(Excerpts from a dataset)
----

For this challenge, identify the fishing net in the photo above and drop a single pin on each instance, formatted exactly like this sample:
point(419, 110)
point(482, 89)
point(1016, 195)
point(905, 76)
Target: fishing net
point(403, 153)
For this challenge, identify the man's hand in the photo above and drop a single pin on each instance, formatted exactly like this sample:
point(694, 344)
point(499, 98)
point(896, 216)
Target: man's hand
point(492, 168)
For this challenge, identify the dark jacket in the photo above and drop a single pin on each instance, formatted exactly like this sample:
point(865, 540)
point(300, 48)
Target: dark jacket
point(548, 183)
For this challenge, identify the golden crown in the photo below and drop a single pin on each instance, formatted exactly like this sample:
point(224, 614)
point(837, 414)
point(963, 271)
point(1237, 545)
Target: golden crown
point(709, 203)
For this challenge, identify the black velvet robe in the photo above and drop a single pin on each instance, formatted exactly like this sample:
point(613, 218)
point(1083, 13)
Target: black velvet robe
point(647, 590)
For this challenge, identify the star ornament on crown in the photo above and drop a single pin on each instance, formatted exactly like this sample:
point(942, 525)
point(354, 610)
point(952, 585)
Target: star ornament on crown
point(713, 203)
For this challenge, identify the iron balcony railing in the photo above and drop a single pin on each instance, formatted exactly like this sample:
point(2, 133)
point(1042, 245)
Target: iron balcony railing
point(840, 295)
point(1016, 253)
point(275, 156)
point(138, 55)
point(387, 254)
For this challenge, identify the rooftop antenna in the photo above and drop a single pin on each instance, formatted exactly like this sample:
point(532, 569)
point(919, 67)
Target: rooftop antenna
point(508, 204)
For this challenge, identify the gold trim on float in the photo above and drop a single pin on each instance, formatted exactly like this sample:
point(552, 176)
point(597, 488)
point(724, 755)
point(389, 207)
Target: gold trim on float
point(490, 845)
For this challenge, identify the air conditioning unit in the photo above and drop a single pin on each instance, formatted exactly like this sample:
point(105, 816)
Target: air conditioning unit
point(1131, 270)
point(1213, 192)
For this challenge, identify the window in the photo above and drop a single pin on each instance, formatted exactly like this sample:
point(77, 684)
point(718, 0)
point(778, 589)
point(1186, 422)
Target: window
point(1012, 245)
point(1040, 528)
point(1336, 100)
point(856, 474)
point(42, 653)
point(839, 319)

----

= WHAT IS REQUIRED =
From the records above, pull out every line containing the word "exactly".

= FINISHED EXERCISE =
For this challenge, identify the fishing net in the photo above and drop a single pin on each instance, formatted exactly like this sample:
For this challenge, identify the man's hand in the photo above and drop a single pin on each instance, formatted exactly like this sample:
For this challenge, identify the dark jacket in the photo above and drop a single pin on each instance, formatted exactly like this sample:
For this challenge, identify the golden crown in the photo below and drop a single pin on each instance, formatted exactly like this sample:
For this challenge, identify the black velvet robe in the photo above and drop a single pin on each instance, formatted exactly like this sample:
For this challenge, identify the star ornament on crown in the photo above and drop a single pin on each instance, formatted exactly like this sample:
For this challenge, identify the iron balcony railing in the photo above and drop a single pin on each instance, formatted exactly like this sample:
For this challenge, identify the rooftop antenna in the photo above and drop a single pin on each instance, formatted exactly like this sample:
For this challenge, identify the gold trim on float in the photo above and drop a single pin on each instance, formatted exactly like this sample:
For this challenge, identify the air conditioning unit in the photo above and drop a single pin on each instance, formatted exactly like this sample:
For this challenge, identify the window in the photo above and drop a single pin on each instance, formatted exactly like this sample:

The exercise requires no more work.